» **EXERCISE INPUT**:
■ ■ ■ ■ ■

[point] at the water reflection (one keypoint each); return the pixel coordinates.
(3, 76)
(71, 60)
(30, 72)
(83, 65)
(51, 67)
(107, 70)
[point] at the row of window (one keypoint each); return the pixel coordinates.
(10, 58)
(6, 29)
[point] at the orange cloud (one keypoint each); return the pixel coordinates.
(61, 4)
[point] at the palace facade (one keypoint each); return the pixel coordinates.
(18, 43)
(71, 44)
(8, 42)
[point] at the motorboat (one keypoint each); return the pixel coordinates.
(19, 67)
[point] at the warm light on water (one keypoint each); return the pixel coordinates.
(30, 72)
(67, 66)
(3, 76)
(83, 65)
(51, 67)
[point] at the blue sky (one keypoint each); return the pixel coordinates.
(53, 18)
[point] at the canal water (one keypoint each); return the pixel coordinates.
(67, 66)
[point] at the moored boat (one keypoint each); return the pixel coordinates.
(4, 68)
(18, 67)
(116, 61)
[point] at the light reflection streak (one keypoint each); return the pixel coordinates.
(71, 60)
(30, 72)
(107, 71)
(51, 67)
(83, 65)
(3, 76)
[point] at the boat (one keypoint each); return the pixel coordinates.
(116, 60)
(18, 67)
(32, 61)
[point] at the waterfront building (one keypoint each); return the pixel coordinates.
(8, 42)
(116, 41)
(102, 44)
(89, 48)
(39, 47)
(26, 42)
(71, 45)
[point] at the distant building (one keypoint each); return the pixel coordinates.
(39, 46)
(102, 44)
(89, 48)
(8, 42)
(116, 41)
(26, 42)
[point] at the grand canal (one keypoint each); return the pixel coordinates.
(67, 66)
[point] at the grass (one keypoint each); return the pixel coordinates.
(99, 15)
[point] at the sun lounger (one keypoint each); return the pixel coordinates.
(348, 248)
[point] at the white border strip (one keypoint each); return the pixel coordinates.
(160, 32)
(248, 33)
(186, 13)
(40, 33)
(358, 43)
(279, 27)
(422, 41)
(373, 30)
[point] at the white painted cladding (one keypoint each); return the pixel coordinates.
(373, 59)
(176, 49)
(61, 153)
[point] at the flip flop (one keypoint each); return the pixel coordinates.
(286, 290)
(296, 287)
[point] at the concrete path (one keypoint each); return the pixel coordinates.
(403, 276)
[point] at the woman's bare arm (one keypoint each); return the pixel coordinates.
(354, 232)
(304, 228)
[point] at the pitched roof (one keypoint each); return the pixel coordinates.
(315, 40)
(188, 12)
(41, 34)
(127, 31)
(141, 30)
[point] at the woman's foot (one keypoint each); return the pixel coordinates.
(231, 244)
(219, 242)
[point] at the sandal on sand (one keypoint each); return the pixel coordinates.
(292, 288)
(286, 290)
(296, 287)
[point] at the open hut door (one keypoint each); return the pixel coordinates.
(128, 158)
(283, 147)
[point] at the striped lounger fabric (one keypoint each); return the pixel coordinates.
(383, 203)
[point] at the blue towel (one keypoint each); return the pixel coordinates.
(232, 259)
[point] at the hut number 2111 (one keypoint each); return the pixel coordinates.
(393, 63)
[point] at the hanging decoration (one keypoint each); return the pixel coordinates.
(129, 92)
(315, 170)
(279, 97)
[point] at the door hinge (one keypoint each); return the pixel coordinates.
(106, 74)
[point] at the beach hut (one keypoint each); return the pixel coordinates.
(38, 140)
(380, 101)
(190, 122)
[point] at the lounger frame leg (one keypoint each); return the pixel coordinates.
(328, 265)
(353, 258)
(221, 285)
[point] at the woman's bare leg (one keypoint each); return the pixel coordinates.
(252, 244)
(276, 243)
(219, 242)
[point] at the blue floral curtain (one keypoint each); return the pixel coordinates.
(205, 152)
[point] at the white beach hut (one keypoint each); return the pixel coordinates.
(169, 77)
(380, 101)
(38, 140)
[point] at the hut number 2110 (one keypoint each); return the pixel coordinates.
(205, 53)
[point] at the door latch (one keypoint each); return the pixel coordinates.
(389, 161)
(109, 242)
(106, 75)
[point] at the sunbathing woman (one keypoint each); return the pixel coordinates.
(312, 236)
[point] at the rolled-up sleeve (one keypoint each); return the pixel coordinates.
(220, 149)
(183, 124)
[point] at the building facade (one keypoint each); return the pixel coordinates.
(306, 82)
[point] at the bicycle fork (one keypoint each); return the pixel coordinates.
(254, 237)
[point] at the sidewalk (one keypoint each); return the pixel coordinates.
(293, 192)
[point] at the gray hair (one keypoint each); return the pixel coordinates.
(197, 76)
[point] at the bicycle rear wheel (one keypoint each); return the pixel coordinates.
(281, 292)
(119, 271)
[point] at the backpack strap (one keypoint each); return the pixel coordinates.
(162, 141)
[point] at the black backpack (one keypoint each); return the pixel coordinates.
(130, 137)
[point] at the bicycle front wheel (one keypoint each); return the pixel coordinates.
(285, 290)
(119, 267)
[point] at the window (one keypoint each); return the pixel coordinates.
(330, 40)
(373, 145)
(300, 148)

■ ■ ■ ■ ■

» **WORK TO DO**:
Make an exact copy of every line from the one with "[point] at the bicycle fork" to the end of the data, with the first and last of those lines included.

» **OUTPUT FOR THIS EXERCISE**:
[point] at the bicycle fork (one keypoint each); return the pixel coordinates.
(254, 237)
[point] at the sidewalk (one keypoint each); return the pixel coordinates.
(293, 192)
[point] at the gray hair (one keypoint each); return the pixel coordinates.
(197, 76)
[point] at the bicycle rear wheel (one keypoint each); return the pixel coordinates.
(281, 292)
(119, 271)
[point] at the backpack strap (one keypoint each); return the pixel coordinates.
(162, 141)
[point] at the black backpack (one keypoint each); return the pixel coordinates.
(130, 137)
[point] at the bicycle front wheel (one keypoint each); return the pixel coordinates.
(285, 290)
(119, 267)
[point] at the window (one keypoint each); return the pixel coordinates.
(330, 40)
(373, 145)
(300, 148)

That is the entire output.